TO DO:
(A) Condense the paragraph of the speaker replacement post that begins "I wanted to give everyone some feedback" into a short bulleted list, keeping its main facts.
(B) Write the next part of the speaker replacement post, starting right after its final sentence.

TEXT PROVIDED:
** start **

# Info on B14 Speaker Replacement: Pioneer TS-A1767



## netsatwork (Jan 2, 2003)

I wanted to give everyone some feedback on my installation of Pioneer TS-A1767 Speakers in the Front and Rear of my 1999 Sentra SE-L. Crutchfield lists these speakers as EZ fit for the Rear and Minor Screw Mounting Modification for the Front. This is not the case. Of course anyone that has replaced their speakers knows it's a pain in the ass to take the door trim off the front and even the rears are a pain. The Pioneers went in the back fairly well, but the screws didn't match up exactly and some are kind of at an angle. I jigsawed out the rear cover to add the speaker grills and even though it was time consuming it looks pretty good. There are directions (with pictures) on this forum that help get the rear speakers out.

** end **

Coordinate annotation entries:
** start **

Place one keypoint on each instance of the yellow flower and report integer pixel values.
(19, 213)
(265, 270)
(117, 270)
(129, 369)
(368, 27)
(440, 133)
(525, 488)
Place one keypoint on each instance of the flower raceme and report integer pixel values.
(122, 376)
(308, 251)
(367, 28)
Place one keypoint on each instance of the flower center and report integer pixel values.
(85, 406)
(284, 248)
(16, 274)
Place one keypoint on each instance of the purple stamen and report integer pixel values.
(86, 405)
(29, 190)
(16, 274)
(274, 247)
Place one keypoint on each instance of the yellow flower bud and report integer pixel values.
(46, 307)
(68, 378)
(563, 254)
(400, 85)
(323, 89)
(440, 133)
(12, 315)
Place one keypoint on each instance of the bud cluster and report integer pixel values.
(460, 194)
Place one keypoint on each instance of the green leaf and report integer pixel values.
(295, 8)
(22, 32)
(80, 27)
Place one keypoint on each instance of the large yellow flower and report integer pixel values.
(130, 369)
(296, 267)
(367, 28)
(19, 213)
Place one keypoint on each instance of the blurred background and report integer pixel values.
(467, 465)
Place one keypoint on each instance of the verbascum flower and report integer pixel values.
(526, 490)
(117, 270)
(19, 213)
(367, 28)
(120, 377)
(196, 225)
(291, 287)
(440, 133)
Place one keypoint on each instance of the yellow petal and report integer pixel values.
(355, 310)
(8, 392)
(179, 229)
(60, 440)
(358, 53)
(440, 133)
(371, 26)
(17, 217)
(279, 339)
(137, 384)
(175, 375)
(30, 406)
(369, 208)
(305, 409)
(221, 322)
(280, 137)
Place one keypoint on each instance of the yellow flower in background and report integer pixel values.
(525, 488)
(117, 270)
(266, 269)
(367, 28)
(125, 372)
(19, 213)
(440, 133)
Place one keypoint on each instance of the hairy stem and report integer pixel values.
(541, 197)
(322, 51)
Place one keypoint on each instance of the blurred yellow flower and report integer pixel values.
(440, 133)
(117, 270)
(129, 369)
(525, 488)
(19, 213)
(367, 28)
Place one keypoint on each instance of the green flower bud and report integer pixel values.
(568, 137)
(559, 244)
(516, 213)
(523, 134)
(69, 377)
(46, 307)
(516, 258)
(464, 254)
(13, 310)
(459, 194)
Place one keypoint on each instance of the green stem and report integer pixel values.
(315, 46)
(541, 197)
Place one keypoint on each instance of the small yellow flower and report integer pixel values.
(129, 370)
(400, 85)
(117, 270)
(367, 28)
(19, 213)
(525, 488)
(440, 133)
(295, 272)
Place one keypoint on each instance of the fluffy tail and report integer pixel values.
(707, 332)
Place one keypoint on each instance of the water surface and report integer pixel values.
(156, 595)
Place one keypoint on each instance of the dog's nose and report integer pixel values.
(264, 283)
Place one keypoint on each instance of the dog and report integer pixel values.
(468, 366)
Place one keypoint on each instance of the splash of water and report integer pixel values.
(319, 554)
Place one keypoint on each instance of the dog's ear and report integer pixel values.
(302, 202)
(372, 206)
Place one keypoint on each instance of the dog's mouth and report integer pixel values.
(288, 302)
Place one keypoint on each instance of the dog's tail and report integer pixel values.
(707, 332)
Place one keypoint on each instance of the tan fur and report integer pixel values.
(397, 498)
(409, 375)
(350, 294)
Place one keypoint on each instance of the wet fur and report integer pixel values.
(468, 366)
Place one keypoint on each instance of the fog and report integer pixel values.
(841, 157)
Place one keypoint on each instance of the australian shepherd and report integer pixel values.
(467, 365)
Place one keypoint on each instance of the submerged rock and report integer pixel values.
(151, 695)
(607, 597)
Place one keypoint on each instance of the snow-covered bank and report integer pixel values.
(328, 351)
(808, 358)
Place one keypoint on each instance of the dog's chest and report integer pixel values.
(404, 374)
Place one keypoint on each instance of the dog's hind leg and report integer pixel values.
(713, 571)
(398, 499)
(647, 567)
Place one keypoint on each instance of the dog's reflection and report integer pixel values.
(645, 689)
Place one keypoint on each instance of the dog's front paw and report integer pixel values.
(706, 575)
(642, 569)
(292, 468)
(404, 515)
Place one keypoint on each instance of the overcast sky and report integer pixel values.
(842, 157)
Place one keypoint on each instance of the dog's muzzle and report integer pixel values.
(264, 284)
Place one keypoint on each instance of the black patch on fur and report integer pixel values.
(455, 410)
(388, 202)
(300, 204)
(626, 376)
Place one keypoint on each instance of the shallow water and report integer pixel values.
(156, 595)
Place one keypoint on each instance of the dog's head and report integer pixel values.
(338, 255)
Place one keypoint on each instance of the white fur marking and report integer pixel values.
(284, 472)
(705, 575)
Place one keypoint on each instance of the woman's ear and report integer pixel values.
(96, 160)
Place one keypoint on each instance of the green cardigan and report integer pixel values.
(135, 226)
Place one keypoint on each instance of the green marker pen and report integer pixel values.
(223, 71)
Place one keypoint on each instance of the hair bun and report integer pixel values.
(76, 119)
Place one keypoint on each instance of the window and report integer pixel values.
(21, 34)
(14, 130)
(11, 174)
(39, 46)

** end **

ANSWERS FOR THIS EXERCISE:
(A)
- Pioneer TS-A1767 speakers were installed in the front and rear of a 1999 Sentra SE-L.
- Crutchfield lists them as EZ fit for the rear and as needing a minor screw mounting modification for the front, but this isn't the case.
- Taking off the front door trim is a pain, and the rears are a pain too.
- The rear speakers went in fairly well, but the screws didn't line up exactly and some sit at an angle.
- The rear cover was jigsawed out to add speaker grills. It took a long time but looks pretty good.
- This forum has directions with pictures for getting the rear speakers out.

(B)
The front speakers do not really fit in the opening. You have to cut the plastic door covering, then drill new holes for at least three of the speaker mounts (the front speakers are three holed and the rear are four). The Speakers stick out slightly, but not enough to prevent putting the trim back on. For the TS-A1767 speakers I had to cut the door trim opening slightly to prevent it from pressing against the tweater. This required removing the grill and storage bin at the bottom of the door. It all eventually fit and after doing it once it only took 20 minutes for two people to finish the second door. I was pretty amazed it all went back together.
Another note on these speakers and probably most speaker brands is that the connectors for the OEM speakers can be used for aftermarket. All you need to do is cut the copper wires running from the connector to the speaker (cut it anywhere) and use a crow bar to jimmy the connector off. It's only glued on and all four came off the same way. I dremelled down the bottom side of the connector until flat and then sodered them to the Pioneers. No problems with the sound or failures yet.
If anyone needs some tips or info email me at [email protected]. Good luck.

By the way, the speakers sound great and it was well worth the trouble.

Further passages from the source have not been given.